### Task details
Starting at the line with "find glass door", transcribe each line through the final one, both included, and add nothing.

Point annotation records
##########

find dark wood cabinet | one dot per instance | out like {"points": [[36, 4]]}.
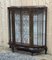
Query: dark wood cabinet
{"points": [[27, 28]]}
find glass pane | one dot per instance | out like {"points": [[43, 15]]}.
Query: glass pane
{"points": [[25, 28], [44, 29], [17, 27], [40, 29], [11, 24], [35, 29]]}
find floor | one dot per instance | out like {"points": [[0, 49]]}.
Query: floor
{"points": [[23, 56]]}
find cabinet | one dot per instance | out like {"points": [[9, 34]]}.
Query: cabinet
{"points": [[27, 28]]}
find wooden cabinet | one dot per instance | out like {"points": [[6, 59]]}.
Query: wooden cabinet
{"points": [[27, 28]]}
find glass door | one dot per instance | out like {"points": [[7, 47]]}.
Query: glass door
{"points": [[25, 27], [17, 26]]}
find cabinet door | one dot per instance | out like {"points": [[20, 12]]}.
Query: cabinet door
{"points": [[25, 27], [17, 26], [39, 27]]}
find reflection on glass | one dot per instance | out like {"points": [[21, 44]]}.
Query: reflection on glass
{"points": [[11, 24], [17, 28], [25, 28], [35, 29], [40, 29], [44, 29]]}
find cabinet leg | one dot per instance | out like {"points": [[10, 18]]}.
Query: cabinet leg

##########

### Result below
find glass door | one dot per instance | out like {"points": [[7, 47]]}.
Query: glass door
{"points": [[25, 27], [17, 26]]}
find cabinet door | one dot per instance | out like {"points": [[20, 12]]}.
Query: cabinet door
{"points": [[25, 27], [17, 26], [39, 27]]}
find reflection on glass | one dot per instance | out like {"points": [[21, 44]]}.
Query: reflection on glass
{"points": [[11, 24], [17, 28], [25, 28], [35, 29], [40, 29], [44, 29]]}
find cabinet leg | one dot per instance | out like {"points": [[10, 18]]}.
Query: cabinet leg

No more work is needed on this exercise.